■ **GOAL 1**: Reproduce a stretch of the article on Pearl's art gallery word for word. Begin at the words "Pearl said one" and stop after "them to sit on.".
■ **GOAL 2**:
Answer these from the article on Pearl's art gallery:
(a) What did Pearl put in the gallery for children to sit on?
(b) What do people bring into the gallery, according to Pearl?
(c) Whose artwork does Pearl hope will be shown there?
■ **GOAL 3**: Write the next part of the article on Pearl's art gallery, picking up after its final sentence.

■ **TEXT EXTRACT**:
:::
Pearl said one of her favorite things about art, is seeing how people respond to her work and the stories they tell her about themselves after looking at one
of her paintings. "I think having an art gallery, it’s a kind of place to really share," she said. "I think that art enriches people’s lives and it’s not just the artist providing
art, but it’s the public, because when you put an image in front of someone, you find out something about him, and it opens up communication. We’re very visual people."
Pearl said that her hope for the gallery is that people will come there to meet and talk. She also hopes that local school children will show their artwork
there, and hang out on the Persian rug she put for them to sit on.
"People bring their dogs in," she said. "It’s a friendly atmosphere for people to experience art and music." They are very similar, Pearl said. "It just
changes your mood, and you go to a more emotional place," she said. Emotions are not a bad thing, they are something everyone needs to feel, work through, or elevate herself by,
Pearl added.
:::
■ **GIVEN RECORDS**:
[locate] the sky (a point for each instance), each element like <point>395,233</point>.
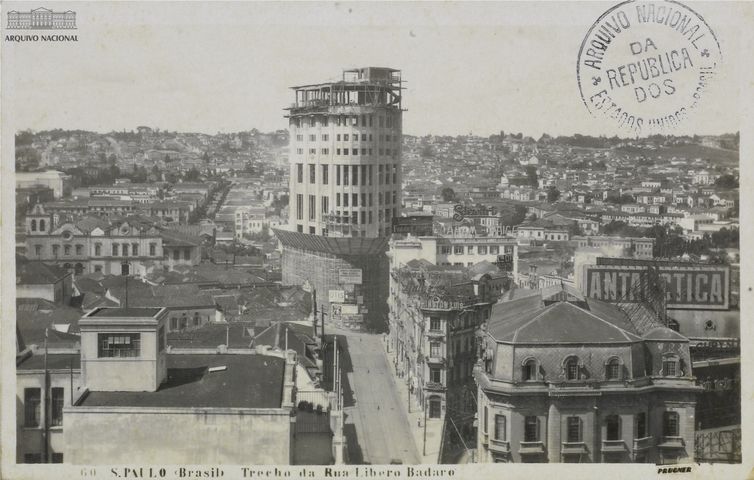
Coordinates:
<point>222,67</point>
:::
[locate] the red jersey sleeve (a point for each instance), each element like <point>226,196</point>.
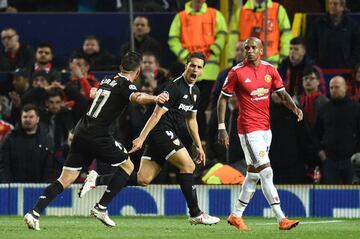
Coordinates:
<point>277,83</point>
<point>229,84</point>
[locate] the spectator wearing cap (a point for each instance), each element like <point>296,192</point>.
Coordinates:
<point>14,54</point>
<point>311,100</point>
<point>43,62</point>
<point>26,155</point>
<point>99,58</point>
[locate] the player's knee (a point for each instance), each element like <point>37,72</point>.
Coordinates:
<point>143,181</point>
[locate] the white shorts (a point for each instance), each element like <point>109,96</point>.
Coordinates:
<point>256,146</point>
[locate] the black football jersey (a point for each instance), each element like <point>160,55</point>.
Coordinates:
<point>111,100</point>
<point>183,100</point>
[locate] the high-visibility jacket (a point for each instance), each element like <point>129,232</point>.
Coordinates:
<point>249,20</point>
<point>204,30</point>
:::
■ **RIGHT ANSWER 1**:
Pearl said one of her favorite things about art, is seeing how people respond to her work and the stories they tell her about themselves after looking at one
of her paintings. "I think having an art gallery, it’s a kind of place to really share," she said. "I think that art enriches people’s lives and it’s not just the artist providing
art, but it’s the public, because when you put an image in front of someone, you find out something about him, and it opens up communication. We’re very visual people."
Pearl said that her hope for the gallery is that people will come there to meet and talk. She also hopes that local school children will show their artwork
there, and hang out on the Persian rug she put for them to sit on.

■ **RIGHT ANSWER 2**:
(a) A Persian rug.
(b) Their dogs.
(c) Local school children's.

■ **RIGHT ANSWER 3**:
Although Pearl is exhausted herself from opening her business in a new location, taking violin lessons, and spending time with her husband and her German
Shepherd, sometimes to the point where she feels she is not spending enough time with her daughter, mother, and other family and friends, she knows that is just the way it goes.
"Gertrude Stein said something like ‘Let life get as complicated as it will because it will simplify itself in the end,’" Pearl said.